**Text shown:**
===============
In the past decade, Greek yogurt has morphed into one of America’s most popular breakfast and snack items. In fact, from 2007 to 2012, the production of Greek yogurt in New York state nearly tripled, going from 106,000 to 315,000 tons a year. And for good reason: it’s absolutely delicious, full of gut-friendly microbes, and jam-packed with nearly twice the protein found in many other yogurt types. But there’s always a downside. Greek yogurt’s production process leaves behind literal tons of wasted whey (the liquid part of yogurt). In 2012, New York state produced 315,000 tons of the yogurt and left 630,000 tons of whey behind as waste. But in a paper out this month, researchers say they’ve figured a way to use bacteria and the otherwise wasted whey to create biofuel and food for livestock.
Greek yogurt is what’s known as strained yogurt. That straining process gives the dairy product its creamy, thick texture. But the process itself involves removing most of the liquid whey. One batch of whey isn’t all that much. But when you multiply that by the amount of Greek yogurt being produced today, it adds up pretty quickly. Technically whey is mostly water—about 93 to 95 percent water, in fact. But the rest is composed of lactose (the sugar found in milk) and a much smaller amount of calcium, phosphorus, magnesium, and potassium. Not all of these elements are safe to dump en masse into a water system or the ground. In fact, according to Iceland’s Reykjavik Grapevine, which did an investigation into whey waste not only from Greek yogurt but also from other similarly made dairy products like Skyr, a 2007 whey spill in Wisconsin caused a huge number of fish to die on the Milwaukee River.
The United States manufactures most of its Greek yogurt in upstate New York, where large trucks of wasted whey are then whisked off to sewage treatment plants. But Lars Angenent, a microbiologist at Cornell University and the University of Tübingen in Germany, thinks he has a better idea.
Whey is made up of lactose, fructose, and lactic acid. Bacteria love sugar. So Angenent and his team combined the waste with a group of anaerobic bacteria, which eventually produced two compounds: caproic acid and caprylic acid. These two products can do a few things. When left by themselves, they are what’s known as green antimicrobials. If produced in significant quantities, farmers can add them to their feed as a replacement for antibiotics. Theoretically, this would be better than using more powerful antibiotics in animal feed, which can lead to antibiotic resistance.
But with a few more chemical reactions, the two compounds can become biofuels. Unlike fossil fuels, biofuels are produced from renewable plant or animal matter through natural biological processes, and are far more sustainable and better for the environment.
Right now, Argenent thinks that creating antimicrobials for livestock is the best option. “They key question is if we can make the process into a profit-making entity when we make fuel. With low fuel prices the answer is no. But fuel prices may rise in the future, and we will then be ready by having produced antimicrobials.”
Before he can do any of this, however, Argenent says he and him team need to figure out how to perform the requisite chemical reactions on a more massive scale. For now, they can’t create enough of the compounds at once to make the whole process worthwhile.
But if it hurts the environment, then should we all just eat a little less Greek yogurt, too? Argenent argues no. “Greek yogurt is a very protein-rich and nutritious food for humans, and it may cut down on meat production,” he says. It would be smarter to recover all the materials in the waste product and use them, rather than turning to something else for protein that has an even larger environmental footprint.
So enjoy your Greek yogurt, especially if you eat it in lieu of other protein-rich foods like red meat, which have a far greater environmental impact. And take comfort in the fact that someday, Greek yogurt may be as friendly to the earth as it is to your stomach.
===============
**Information shown:**

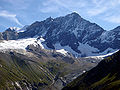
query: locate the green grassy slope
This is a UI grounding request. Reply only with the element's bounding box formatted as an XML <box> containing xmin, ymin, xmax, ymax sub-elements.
===============
**Work order:** Restate the Greek yogurt whey article from "So enjoy your" to "to your stomach.", putting "pork" in place of "red meat".

**Output for this task:**
So enjoy your Greek yogurt, especially if you eat it in lieu of other protein-rich foods like pork, which have a far greater environmental impact. And take comfort in the fact that someday, Greek yogurt may be as friendly to the earth as it is to your stomach.